>> Start SUPPLIED DATA

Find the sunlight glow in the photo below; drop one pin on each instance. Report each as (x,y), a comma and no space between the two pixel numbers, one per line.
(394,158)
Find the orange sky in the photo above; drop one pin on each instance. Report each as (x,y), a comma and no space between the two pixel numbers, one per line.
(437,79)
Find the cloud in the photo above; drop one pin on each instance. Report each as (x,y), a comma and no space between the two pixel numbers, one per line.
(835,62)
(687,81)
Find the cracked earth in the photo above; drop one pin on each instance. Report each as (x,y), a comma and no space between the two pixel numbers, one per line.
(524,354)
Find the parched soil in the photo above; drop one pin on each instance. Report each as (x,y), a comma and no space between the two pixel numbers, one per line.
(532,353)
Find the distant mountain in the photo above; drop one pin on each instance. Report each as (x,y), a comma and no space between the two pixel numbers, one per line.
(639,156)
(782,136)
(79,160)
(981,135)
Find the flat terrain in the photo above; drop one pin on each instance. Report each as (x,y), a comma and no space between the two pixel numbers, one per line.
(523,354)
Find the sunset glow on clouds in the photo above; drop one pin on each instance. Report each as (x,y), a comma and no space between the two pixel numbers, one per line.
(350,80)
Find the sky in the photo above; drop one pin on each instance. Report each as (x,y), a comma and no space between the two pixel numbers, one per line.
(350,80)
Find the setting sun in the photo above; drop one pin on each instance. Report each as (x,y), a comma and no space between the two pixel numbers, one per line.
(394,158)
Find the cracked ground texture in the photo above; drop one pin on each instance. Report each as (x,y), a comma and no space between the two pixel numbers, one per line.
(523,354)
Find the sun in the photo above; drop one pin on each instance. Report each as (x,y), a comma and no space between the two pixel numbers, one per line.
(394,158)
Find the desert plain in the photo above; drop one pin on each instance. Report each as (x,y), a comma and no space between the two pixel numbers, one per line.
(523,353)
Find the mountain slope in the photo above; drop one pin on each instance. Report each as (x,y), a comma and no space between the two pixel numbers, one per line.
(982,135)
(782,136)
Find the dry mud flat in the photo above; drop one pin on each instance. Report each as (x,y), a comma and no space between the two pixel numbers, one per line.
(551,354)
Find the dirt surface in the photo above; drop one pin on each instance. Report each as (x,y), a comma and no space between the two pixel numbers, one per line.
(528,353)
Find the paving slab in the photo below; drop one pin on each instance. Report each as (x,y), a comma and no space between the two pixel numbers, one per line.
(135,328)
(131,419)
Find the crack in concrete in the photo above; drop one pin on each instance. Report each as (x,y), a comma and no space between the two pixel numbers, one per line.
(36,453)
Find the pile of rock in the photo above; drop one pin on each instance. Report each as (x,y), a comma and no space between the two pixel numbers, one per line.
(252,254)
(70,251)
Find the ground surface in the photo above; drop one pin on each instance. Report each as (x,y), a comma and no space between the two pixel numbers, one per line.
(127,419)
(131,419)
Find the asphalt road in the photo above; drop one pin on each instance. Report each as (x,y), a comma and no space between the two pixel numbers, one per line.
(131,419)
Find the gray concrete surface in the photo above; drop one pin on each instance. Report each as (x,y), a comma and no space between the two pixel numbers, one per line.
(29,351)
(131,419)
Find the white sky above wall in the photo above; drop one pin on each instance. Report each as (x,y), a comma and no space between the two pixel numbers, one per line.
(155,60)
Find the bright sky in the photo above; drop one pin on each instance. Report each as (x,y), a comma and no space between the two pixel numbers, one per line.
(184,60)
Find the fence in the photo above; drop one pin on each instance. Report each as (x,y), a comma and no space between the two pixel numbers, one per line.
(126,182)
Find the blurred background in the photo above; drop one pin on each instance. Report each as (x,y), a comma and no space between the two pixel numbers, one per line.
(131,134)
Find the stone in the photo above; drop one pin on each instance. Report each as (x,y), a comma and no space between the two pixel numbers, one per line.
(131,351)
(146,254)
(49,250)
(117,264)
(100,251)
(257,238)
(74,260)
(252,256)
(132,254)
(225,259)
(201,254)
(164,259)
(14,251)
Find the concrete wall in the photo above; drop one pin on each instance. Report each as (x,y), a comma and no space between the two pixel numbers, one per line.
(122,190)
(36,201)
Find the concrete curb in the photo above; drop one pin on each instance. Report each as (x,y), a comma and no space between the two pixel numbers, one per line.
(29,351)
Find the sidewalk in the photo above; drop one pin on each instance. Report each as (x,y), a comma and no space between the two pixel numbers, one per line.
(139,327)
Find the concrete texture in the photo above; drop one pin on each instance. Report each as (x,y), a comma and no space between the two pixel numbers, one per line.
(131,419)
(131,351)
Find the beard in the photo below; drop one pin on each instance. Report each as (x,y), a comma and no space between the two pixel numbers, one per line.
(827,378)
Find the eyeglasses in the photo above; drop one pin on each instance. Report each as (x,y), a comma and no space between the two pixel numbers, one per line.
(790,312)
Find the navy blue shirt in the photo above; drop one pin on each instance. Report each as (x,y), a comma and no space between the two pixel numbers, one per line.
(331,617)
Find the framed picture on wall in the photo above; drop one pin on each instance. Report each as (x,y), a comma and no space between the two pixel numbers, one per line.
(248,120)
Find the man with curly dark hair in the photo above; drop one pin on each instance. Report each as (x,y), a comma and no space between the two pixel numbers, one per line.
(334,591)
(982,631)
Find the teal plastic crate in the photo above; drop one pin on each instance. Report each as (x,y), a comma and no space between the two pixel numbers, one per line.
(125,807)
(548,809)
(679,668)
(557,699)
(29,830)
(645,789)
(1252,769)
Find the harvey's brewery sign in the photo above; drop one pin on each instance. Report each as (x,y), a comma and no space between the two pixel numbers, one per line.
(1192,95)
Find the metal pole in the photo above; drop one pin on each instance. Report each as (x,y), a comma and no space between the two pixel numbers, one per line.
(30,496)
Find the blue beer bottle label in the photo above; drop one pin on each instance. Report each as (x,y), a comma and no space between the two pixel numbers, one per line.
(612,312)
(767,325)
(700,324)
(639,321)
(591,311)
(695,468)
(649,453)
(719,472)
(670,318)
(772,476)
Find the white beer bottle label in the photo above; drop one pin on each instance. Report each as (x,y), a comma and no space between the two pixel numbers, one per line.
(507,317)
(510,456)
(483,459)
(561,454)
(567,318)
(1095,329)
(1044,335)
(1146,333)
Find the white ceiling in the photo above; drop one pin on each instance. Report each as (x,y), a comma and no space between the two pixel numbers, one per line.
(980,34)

>> End SUPPLIED DATA

Turn the stretch from the line containing "Find the navy" through the end of the listing into a Markdown table with the columns "Row" and "Line". Number each line and leave out any blank lines.

| Row | Line |
|---|---|
| 1 | Find the navy blue shirt in the photo above; drop one pin on each instance. Report each as (x,y), a comma and no space between the two pixel numbers, one per line. |
| 2 | (331,617) |
| 3 | Find the framed picture on wall in the photo above; drop one pin on each instance. Report each as (x,y), a comma and no space between the two pixel numbers, one per line. |
| 4 | (248,120) |
| 5 | Find the man with curly dark hair in the photo above; drop one pin on each instance. Report each as (x,y), a comma and no space between the two pixel numbers, one per line. |
| 6 | (334,591) |
| 7 | (982,631) |
| 8 | Find the teal plastic crate in the photo above; drop one pin on each instance. Report each as (x,y), a comma and no space between the two pixel numbers, one per line. |
| 9 | (125,807) |
| 10 | (548,809) |
| 11 | (679,668) |
| 12 | (557,699) |
| 13 | (29,830) |
| 14 | (645,789) |
| 15 | (1252,769) |
| 16 | Find the harvey's brewery sign in the photo above; drop one pin on each instance. Report each as (x,y), a comma and no space between the two pixel numbers, one per line. |
| 17 | (1192,95) |
| 18 | Find the metal pole in the photo above; drop one pin on each instance. Report each as (x,y), a comma and no space between the two pixel numbers, one per line. |
| 19 | (30,496) |
| 20 | Find the blue beer bottle label in the photo above; drop one pin on each instance. Report each as (x,y), a comma and no space between the two pixel numbers, one per line. |
| 21 | (612,312) |
| 22 | (767,325) |
| 23 | (700,324) |
| 24 | (639,321) |
| 25 | (591,311) |
| 26 | (695,468) |
| 27 | (649,453) |
| 28 | (719,472) |
| 29 | (670,318) |
| 30 | (772,476) |
| 31 | Find the white beer bottle label in the photo above; drop one pin on each instance. Report each as (x,y), a comma and no space between the two pixel numbers, one per line. |
| 32 | (507,317) |
| 33 | (510,456) |
| 34 | (483,459) |
| 35 | (561,454) |
| 36 | (567,318) |
| 37 | (1095,329) |
| 38 | (1044,335) |
| 39 | (1146,333) |
| 40 | Find the white ceiling in the photo above; drop one pin on each instance. Report each as (x,y), a comma and no space between the two pixel numbers, one per line. |
| 41 | (980,34) |